▶ REQUIRED TASK:
Go through the items below and copy out only the lines that contain the word "face".

%%

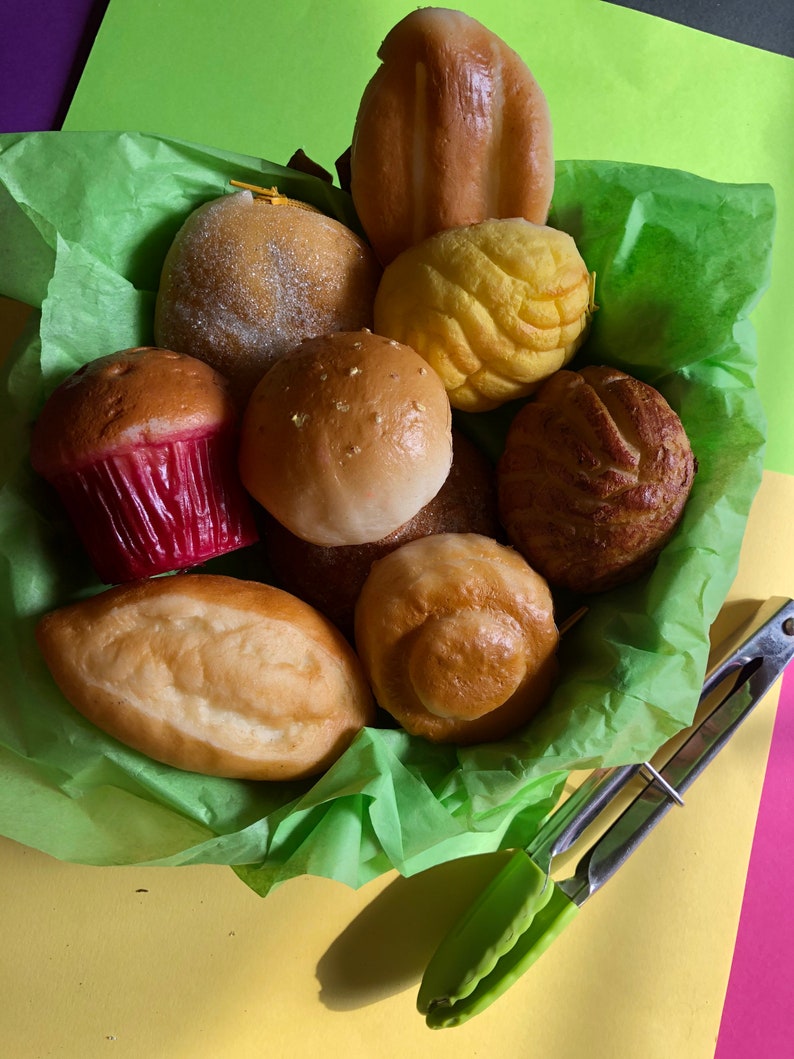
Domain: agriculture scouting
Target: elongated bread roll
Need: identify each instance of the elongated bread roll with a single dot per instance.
(452, 129)
(212, 675)
(457, 638)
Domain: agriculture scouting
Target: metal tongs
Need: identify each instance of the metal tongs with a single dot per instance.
(523, 910)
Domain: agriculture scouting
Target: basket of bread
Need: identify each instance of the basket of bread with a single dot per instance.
(341, 522)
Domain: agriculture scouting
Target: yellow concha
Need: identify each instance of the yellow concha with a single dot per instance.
(494, 307)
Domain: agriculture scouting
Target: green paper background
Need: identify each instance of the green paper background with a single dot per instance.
(265, 78)
(674, 306)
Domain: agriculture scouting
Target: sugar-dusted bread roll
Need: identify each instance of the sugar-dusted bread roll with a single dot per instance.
(330, 578)
(453, 128)
(211, 675)
(493, 307)
(346, 437)
(456, 634)
(594, 478)
(248, 277)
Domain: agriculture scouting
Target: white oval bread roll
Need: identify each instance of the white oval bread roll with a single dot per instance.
(212, 675)
(457, 638)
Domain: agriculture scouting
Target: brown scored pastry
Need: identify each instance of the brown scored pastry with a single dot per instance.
(330, 578)
(452, 129)
(212, 675)
(594, 478)
(248, 277)
(457, 638)
(142, 448)
(346, 437)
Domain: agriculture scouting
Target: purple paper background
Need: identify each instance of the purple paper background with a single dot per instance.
(43, 46)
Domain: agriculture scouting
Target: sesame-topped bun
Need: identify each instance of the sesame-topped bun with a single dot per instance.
(346, 438)
(248, 277)
(330, 578)
(141, 447)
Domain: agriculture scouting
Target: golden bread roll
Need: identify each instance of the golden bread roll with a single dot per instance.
(594, 478)
(330, 578)
(247, 279)
(456, 635)
(141, 446)
(346, 437)
(212, 675)
(452, 129)
(494, 307)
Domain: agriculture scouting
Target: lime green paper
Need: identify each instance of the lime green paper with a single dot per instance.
(89, 217)
(620, 85)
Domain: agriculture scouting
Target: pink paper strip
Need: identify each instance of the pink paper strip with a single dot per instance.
(758, 1013)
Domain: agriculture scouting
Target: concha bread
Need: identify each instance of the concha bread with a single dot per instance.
(453, 128)
(493, 307)
(594, 477)
(212, 675)
(457, 638)
(346, 438)
(247, 279)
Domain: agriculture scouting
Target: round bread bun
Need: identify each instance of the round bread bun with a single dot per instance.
(248, 277)
(452, 129)
(141, 446)
(346, 437)
(330, 578)
(457, 638)
(212, 675)
(594, 477)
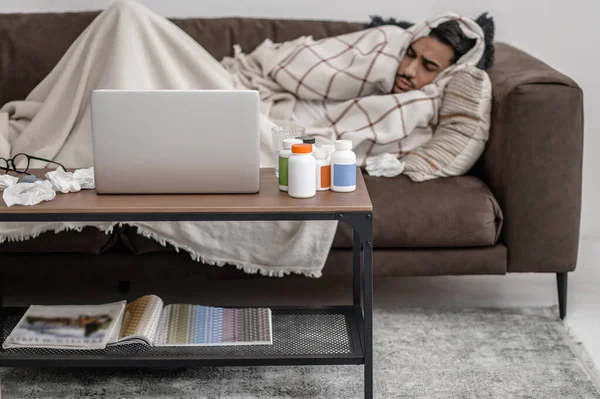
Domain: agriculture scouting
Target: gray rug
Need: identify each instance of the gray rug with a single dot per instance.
(419, 353)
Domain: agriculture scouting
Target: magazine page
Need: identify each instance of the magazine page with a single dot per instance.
(140, 320)
(197, 325)
(66, 326)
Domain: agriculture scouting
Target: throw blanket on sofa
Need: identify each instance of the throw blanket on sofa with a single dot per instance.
(355, 73)
(129, 47)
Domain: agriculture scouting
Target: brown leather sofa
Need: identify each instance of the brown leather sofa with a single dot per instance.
(517, 210)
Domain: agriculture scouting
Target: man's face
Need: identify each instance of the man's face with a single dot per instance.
(424, 60)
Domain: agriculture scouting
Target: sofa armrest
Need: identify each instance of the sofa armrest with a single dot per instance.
(533, 161)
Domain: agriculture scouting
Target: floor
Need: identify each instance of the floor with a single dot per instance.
(512, 290)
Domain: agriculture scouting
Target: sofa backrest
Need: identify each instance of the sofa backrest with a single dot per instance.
(32, 44)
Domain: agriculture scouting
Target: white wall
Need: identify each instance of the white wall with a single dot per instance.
(562, 33)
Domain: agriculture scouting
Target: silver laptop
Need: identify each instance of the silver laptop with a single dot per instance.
(175, 141)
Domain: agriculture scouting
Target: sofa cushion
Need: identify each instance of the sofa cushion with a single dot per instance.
(89, 241)
(450, 212)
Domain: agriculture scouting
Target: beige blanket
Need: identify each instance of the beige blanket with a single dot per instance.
(129, 47)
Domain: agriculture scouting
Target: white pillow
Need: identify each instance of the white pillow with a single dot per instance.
(463, 129)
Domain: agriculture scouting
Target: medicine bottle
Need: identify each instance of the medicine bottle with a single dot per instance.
(343, 167)
(302, 172)
(284, 155)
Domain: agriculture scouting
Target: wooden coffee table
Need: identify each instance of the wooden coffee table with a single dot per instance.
(301, 336)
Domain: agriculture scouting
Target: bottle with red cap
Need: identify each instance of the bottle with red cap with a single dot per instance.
(302, 167)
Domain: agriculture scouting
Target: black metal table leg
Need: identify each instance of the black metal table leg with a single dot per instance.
(356, 254)
(368, 305)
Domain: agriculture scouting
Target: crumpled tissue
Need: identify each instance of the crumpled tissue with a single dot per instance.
(386, 165)
(71, 182)
(28, 193)
(7, 181)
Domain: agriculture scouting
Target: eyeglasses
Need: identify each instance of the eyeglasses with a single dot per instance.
(10, 165)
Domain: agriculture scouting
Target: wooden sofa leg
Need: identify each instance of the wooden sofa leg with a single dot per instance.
(124, 286)
(561, 283)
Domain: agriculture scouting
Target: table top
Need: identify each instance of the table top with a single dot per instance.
(269, 200)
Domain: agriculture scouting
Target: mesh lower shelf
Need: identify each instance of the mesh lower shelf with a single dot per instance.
(300, 336)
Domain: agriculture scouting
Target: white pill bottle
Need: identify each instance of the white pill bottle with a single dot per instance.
(343, 167)
(302, 172)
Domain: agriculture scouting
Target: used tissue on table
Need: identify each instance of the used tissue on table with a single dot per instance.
(71, 182)
(386, 165)
(28, 193)
(7, 181)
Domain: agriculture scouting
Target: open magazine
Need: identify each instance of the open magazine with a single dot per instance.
(145, 320)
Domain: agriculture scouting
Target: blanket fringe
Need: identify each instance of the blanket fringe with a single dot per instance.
(214, 261)
(64, 227)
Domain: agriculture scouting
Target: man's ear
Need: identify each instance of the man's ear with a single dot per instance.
(487, 25)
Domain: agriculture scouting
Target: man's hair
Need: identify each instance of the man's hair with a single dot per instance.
(452, 35)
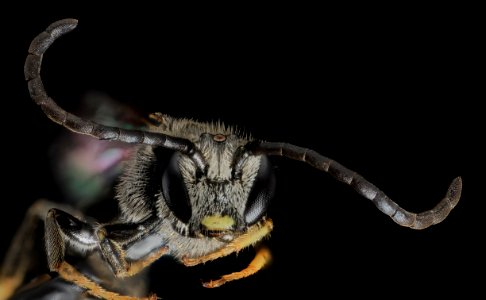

%%

▶ RESPONSE TO THIS EXERCISE:
Target: man's face
Need: identify each instance of the man's face with a single dot per instance.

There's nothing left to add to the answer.